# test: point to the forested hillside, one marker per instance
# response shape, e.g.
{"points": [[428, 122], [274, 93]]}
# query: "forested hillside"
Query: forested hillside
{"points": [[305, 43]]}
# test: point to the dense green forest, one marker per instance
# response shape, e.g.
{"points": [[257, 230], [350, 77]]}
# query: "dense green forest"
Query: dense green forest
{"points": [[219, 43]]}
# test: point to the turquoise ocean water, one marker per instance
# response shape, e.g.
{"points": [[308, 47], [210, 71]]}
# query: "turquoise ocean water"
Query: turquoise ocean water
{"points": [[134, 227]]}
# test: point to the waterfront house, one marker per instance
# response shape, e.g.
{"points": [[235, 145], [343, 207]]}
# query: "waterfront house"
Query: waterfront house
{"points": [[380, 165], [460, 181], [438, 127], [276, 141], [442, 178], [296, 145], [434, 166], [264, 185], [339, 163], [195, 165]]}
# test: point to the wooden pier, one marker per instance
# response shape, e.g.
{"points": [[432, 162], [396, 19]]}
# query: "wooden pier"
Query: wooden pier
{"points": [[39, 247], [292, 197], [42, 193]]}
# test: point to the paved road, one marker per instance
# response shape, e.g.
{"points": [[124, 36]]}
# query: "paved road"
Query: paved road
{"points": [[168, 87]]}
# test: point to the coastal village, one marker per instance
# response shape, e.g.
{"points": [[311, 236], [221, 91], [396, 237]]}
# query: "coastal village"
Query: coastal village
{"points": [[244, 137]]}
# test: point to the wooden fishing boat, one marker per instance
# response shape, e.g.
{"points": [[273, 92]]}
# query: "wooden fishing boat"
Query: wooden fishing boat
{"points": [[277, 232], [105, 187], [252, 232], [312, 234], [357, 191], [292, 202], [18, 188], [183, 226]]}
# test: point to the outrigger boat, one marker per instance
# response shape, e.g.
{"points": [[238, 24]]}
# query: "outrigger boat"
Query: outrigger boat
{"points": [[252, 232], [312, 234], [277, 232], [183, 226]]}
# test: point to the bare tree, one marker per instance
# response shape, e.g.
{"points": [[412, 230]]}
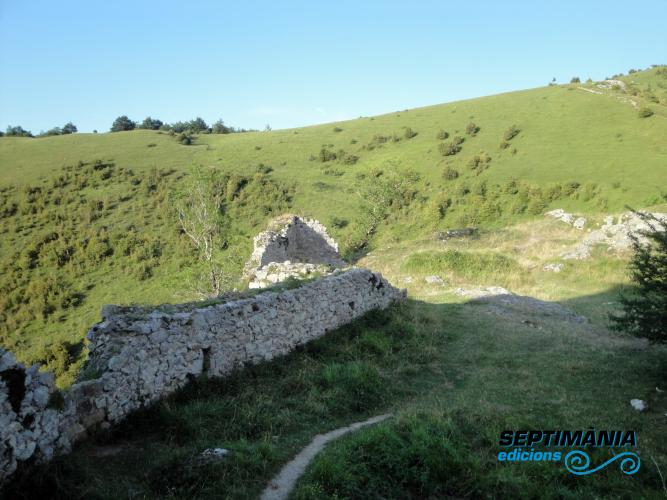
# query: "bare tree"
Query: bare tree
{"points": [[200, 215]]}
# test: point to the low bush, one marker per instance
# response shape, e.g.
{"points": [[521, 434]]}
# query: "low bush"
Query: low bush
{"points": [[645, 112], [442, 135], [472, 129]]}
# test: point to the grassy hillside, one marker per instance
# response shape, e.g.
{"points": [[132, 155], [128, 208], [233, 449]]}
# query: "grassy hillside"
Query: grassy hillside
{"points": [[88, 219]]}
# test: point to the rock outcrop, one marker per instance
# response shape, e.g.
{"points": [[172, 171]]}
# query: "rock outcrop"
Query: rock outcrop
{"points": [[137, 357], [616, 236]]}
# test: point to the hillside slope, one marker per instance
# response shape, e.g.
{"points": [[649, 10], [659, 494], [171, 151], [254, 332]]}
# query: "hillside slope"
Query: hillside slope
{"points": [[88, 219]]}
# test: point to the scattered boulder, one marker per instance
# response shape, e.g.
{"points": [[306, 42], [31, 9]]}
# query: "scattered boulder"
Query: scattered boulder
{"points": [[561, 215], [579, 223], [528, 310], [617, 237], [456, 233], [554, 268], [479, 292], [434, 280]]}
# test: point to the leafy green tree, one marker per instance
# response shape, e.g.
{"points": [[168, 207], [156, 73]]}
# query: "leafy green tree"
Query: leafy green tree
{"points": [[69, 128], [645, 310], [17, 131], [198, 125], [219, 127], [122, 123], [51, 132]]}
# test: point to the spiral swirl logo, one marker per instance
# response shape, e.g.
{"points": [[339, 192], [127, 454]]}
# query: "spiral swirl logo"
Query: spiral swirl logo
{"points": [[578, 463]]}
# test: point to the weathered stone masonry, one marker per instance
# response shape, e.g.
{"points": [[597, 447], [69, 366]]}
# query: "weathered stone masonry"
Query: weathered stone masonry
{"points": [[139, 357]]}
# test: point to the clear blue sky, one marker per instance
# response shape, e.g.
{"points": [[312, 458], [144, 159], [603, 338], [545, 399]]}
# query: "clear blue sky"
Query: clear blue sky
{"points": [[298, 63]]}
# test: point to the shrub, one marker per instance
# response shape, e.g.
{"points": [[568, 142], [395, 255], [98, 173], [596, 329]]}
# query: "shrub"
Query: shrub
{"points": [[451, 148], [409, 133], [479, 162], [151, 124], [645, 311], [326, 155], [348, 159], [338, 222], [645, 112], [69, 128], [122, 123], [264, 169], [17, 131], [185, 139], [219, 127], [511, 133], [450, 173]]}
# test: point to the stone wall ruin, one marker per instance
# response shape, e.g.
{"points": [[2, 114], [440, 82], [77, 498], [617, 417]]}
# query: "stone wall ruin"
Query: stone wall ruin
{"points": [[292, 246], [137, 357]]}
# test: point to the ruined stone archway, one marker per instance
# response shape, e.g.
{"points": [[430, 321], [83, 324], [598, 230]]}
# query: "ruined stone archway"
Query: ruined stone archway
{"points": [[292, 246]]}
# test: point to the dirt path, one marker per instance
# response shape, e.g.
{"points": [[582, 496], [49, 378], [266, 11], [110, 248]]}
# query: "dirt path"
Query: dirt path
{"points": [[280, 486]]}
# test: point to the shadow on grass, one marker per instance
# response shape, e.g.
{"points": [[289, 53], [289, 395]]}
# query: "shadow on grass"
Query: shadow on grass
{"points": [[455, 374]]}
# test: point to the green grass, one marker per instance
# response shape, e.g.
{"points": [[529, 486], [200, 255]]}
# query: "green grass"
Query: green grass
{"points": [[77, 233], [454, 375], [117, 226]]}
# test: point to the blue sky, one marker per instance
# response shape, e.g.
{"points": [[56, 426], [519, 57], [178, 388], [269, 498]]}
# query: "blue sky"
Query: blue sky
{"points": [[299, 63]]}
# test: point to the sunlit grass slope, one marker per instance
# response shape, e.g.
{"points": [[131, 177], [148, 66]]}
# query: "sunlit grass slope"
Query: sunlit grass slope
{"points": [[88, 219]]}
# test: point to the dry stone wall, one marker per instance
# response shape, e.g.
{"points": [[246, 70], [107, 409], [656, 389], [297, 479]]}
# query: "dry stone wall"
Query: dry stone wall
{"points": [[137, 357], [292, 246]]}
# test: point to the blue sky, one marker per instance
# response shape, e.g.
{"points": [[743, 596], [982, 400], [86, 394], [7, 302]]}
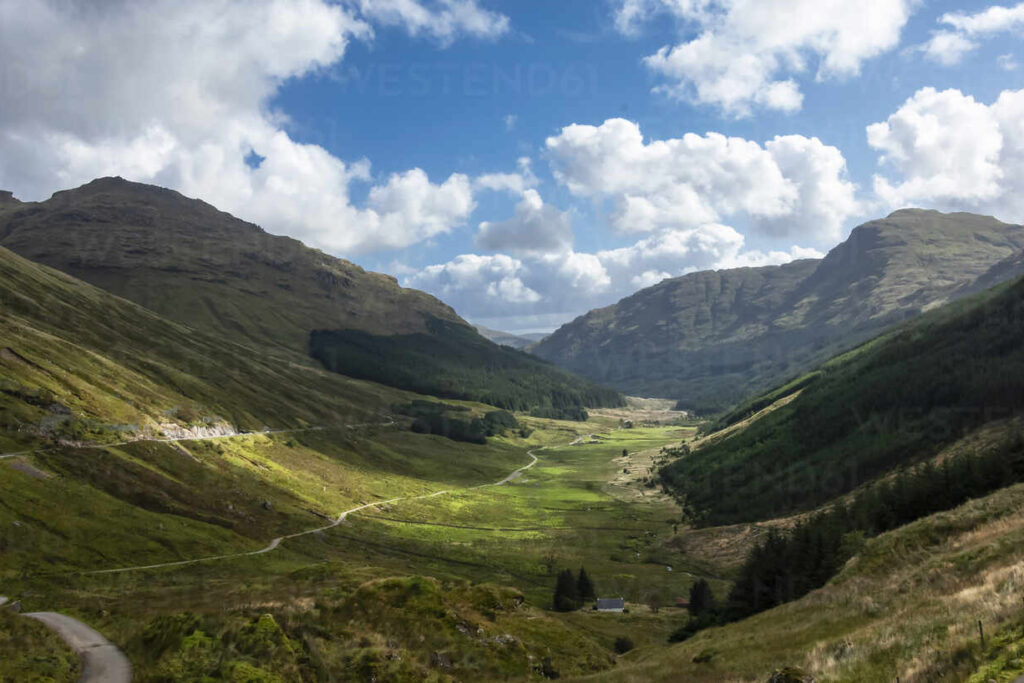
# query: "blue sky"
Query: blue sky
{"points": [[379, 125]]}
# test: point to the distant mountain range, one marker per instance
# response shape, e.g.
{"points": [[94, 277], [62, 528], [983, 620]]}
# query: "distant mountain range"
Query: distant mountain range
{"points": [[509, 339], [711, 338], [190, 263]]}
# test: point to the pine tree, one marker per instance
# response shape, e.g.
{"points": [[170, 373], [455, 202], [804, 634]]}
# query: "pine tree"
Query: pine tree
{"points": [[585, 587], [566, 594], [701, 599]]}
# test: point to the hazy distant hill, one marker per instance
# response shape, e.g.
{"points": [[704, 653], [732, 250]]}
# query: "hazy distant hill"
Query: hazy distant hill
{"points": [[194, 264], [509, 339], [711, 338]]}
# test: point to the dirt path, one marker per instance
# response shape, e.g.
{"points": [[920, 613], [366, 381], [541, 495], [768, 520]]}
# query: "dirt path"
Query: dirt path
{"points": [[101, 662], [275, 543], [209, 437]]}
·····
Directive: Starting at the line that contains "# test: point to the dry" and ending at the last of the lines, convert those lines into a Markdown table with the columns Row and Line. Skip blank lines and leave the pictures out.

Solved exercise:
| Row | Line |
|---|---|
| 1 | # test: point to the dry stone wall, one marker per instance |
| 2 | # response shape, e.g. |
| 3 | {"points": [[246, 70], [107, 409], [656, 389], [297, 479]]} |
| 4 | # query: "dry stone wall" |
| 5 | Query: dry stone wall |
| 6 | {"points": [[137, 357], [292, 246]]} |
| 7 | # test: point to the blue sky, one marker per instance |
| 8 | # response shape, e.g. |
| 9 | {"points": [[743, 596], [982, 400], [86, 394], [7, 302]]} |
| 10 | # query: "blue sky" |
| 11 | Query: blue sky |
| 12 | {"points": [[379, 125]]} |
| 13 | # test: point to the distant mountain range, one marker per instance |
| 14 | # response shape, e.g. |
| 15 | {"points": [[94, 277], [62, 528], [983, 620]]} |
| 16 | # query: "distant mountain range" |
| 17 | Query: distant mountain range |
| 18 | {"points": [[509, 339], [711, 338], [190, 263]]} |
| 19 | # test: point to the pine tree, one marker per instance |
| 20 | # response shape, e.g. |
| 21 | {"points": [[170, 373], [455, 202], [804, 634]]} |
| 22 | # query: "pine tree" |
| 23 | Query: pine tree |
| 24 | {"points": [[585, 587], [566, 594], [701, 599]]} |
| 25 | # test: point to the hazy distant hill, one marker per instance |
| 26 | # response shape, e.g. |
| 27 | {"points": [[704, 653], [732, 250]]} |
| 28 | # query: "hazy distant hill" |
| 29 | Query: hazy distant hill |
| 30 | {"points": [[194, 264], [509, 339], [711, 338]]} |
| 31 | # test: point to the dirt path, one marker per instance |
| 32 | # response shape, e.g. |
| 33 | {"points": [[920, 613], [366, 381], [541, 495], [768, 520]]} |
| 34 | # query: "dirt path" |
| 35 | Query: dirt path |
| 36 | {"points": [[101, 662], [275, 543], [209, 437]]} |